Problem details: Locate every line in the entries below that contains the word "light" and copy each of those lines.

Supplied records:
%%
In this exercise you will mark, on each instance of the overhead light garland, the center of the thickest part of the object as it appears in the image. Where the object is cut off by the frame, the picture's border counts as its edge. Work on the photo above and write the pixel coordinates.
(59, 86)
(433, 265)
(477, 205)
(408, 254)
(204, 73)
%%
%%
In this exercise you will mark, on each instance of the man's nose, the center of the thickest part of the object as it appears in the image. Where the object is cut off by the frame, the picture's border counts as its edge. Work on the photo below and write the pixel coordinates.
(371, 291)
%%
Exercise answer:
In this exercise you will mark, on each instance of the overhead light garland, the center of the thickest part of the object as it appears in the image. Where the object is cut off by the frame, the picture's border counts as its edge. Work on the photo above and write the pixel coordinates.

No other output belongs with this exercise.